== Task description ==
Among the entries below, how many lines hold "bare"? Reply with the number only.

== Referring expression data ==
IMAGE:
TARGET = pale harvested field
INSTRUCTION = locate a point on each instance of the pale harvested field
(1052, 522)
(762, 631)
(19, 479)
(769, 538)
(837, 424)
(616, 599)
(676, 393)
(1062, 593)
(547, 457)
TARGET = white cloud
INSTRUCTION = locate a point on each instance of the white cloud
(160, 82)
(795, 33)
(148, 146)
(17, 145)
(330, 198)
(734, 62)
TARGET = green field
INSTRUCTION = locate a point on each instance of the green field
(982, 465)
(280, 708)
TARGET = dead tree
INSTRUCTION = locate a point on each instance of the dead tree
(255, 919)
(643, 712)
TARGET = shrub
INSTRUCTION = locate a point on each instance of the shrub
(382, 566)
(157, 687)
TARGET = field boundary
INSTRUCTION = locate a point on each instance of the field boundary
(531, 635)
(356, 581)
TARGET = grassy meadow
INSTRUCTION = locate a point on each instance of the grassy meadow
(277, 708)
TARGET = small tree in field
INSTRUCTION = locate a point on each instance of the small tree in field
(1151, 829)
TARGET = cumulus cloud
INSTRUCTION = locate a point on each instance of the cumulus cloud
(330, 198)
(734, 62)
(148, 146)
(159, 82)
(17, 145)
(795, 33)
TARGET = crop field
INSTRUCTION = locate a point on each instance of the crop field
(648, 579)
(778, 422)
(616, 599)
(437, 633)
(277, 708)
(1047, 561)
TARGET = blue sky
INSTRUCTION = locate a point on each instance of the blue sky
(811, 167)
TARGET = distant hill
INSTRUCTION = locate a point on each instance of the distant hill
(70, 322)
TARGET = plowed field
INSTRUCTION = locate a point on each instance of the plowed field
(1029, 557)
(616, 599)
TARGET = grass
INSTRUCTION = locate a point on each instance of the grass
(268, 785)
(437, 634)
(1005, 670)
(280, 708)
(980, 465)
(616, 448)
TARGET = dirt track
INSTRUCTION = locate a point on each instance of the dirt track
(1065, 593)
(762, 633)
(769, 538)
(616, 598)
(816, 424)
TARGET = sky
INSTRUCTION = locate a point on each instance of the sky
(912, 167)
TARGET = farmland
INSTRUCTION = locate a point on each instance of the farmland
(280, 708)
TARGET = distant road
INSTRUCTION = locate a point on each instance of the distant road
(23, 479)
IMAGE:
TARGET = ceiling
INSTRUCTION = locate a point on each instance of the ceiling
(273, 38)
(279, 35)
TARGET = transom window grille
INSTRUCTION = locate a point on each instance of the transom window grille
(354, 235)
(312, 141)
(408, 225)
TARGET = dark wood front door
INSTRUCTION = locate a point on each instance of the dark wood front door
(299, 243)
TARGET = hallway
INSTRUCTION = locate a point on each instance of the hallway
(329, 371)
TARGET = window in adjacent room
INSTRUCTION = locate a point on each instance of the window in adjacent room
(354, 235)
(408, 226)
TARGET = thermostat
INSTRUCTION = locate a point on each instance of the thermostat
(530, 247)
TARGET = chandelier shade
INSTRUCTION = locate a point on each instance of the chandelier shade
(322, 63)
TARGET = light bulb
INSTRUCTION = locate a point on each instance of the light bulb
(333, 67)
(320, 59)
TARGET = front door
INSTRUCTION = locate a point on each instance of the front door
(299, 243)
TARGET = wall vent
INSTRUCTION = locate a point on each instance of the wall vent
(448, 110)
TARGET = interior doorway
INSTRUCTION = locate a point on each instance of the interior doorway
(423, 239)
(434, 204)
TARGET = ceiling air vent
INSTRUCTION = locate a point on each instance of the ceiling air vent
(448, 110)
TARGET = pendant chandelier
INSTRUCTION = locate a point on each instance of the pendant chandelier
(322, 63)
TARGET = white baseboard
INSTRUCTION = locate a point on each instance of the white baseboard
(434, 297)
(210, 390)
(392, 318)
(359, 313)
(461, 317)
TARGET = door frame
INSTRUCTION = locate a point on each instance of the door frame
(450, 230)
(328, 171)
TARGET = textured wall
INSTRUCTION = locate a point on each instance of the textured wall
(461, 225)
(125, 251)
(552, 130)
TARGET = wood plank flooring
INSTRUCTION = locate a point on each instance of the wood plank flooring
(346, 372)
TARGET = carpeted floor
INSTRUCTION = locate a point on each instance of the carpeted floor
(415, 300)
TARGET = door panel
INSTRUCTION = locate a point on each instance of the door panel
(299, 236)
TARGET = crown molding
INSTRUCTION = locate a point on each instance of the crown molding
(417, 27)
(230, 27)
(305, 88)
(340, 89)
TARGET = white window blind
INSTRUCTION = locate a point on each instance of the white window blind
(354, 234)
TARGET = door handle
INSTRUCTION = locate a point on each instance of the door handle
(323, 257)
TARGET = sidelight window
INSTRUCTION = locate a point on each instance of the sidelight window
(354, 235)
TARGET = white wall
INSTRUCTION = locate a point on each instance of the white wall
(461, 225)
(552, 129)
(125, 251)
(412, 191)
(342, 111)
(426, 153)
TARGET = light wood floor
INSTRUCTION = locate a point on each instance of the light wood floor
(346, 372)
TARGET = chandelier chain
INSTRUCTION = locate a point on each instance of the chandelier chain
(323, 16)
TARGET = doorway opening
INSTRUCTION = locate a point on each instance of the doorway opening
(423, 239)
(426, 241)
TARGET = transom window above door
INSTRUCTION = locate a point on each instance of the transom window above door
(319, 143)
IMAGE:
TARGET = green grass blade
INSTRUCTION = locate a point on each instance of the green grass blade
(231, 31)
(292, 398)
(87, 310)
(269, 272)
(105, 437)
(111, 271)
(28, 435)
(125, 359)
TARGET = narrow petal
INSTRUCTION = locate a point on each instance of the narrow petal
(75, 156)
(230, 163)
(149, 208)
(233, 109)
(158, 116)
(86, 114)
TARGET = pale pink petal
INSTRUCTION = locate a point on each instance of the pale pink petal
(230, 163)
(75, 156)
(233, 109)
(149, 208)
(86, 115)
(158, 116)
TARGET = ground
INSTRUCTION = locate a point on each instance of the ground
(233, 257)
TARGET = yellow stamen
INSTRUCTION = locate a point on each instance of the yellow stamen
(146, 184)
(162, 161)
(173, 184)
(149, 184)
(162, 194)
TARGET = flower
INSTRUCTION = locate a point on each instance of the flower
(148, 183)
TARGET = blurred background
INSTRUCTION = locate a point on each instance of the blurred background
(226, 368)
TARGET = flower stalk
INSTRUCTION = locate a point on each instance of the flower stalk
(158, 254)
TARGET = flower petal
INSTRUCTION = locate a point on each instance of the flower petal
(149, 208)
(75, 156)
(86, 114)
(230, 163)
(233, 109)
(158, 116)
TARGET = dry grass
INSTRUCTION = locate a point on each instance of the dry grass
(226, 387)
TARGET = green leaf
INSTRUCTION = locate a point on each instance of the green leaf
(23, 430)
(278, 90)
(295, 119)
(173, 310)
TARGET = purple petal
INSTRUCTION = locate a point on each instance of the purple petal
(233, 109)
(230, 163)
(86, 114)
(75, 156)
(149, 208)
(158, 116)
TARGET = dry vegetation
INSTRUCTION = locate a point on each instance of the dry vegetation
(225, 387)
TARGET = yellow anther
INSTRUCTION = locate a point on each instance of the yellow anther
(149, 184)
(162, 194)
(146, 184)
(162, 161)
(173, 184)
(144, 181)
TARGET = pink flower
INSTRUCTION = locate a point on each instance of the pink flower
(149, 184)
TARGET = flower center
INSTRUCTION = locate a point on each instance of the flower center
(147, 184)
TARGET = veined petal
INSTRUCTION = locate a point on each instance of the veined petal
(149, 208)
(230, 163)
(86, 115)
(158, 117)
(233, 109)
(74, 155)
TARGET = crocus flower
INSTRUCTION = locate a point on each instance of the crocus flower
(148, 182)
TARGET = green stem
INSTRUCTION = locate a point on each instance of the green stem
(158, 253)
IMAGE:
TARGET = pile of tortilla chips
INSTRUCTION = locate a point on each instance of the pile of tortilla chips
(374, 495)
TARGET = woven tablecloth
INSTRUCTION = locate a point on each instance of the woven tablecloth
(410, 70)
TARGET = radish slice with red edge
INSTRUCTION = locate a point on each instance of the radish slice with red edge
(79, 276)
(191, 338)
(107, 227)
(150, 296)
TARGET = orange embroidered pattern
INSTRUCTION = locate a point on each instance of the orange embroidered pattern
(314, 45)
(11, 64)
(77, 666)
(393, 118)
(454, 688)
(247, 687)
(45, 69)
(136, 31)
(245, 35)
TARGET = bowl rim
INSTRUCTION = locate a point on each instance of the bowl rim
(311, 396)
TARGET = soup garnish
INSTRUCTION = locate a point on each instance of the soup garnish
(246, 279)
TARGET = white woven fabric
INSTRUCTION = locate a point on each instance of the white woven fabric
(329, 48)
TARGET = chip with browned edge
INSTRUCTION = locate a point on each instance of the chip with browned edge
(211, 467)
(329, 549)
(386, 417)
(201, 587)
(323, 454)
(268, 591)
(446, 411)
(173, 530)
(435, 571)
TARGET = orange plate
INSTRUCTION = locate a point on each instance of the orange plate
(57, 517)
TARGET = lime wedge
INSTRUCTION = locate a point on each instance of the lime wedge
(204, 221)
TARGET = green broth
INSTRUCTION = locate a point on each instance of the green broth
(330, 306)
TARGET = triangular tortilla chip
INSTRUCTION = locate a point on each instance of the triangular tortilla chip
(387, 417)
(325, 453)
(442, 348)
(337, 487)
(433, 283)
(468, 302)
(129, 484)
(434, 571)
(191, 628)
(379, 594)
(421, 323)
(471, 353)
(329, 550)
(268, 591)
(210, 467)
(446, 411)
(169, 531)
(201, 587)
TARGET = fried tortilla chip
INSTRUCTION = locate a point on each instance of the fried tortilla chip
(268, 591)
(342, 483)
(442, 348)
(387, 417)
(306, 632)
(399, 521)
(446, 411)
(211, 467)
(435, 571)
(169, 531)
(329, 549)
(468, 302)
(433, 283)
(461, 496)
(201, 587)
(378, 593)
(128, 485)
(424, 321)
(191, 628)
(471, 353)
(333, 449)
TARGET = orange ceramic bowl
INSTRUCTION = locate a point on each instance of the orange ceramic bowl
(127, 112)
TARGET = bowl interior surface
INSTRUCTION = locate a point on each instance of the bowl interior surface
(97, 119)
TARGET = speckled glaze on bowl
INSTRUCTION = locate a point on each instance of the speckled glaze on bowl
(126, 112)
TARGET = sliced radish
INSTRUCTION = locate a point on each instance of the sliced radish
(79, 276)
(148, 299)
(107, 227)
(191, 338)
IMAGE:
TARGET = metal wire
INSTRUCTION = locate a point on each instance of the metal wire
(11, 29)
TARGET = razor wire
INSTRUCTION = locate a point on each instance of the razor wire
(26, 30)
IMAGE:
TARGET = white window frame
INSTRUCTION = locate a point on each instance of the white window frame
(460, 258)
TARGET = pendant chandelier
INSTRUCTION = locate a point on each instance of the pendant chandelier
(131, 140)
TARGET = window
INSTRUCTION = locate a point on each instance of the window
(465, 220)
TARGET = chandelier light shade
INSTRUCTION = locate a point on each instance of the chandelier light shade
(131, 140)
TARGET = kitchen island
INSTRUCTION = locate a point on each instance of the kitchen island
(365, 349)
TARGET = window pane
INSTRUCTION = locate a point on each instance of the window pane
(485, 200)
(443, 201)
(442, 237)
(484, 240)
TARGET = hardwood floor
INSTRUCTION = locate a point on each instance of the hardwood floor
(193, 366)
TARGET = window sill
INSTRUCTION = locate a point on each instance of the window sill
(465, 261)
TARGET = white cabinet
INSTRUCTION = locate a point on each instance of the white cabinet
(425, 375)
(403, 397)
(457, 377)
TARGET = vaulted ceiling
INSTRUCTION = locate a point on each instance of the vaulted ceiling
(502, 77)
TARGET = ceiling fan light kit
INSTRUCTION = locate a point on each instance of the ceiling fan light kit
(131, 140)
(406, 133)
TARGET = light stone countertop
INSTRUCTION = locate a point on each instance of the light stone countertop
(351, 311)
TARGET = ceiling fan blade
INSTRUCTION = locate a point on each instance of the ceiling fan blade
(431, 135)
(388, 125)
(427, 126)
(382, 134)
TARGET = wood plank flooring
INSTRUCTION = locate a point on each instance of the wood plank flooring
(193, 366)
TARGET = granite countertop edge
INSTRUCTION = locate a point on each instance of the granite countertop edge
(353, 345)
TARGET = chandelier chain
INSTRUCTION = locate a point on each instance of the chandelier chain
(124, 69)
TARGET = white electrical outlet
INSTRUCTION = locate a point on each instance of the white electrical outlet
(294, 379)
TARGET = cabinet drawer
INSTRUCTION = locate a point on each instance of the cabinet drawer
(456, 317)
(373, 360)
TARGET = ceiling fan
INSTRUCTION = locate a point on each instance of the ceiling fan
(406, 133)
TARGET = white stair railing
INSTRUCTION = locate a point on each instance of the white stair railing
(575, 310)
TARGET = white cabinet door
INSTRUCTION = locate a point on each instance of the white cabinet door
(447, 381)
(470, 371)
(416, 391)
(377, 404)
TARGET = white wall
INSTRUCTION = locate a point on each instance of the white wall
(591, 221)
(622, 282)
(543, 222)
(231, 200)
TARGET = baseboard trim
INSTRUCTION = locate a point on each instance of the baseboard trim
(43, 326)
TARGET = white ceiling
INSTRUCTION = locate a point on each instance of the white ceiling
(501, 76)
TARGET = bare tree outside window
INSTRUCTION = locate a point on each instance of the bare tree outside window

== Answer to this exercise ==
2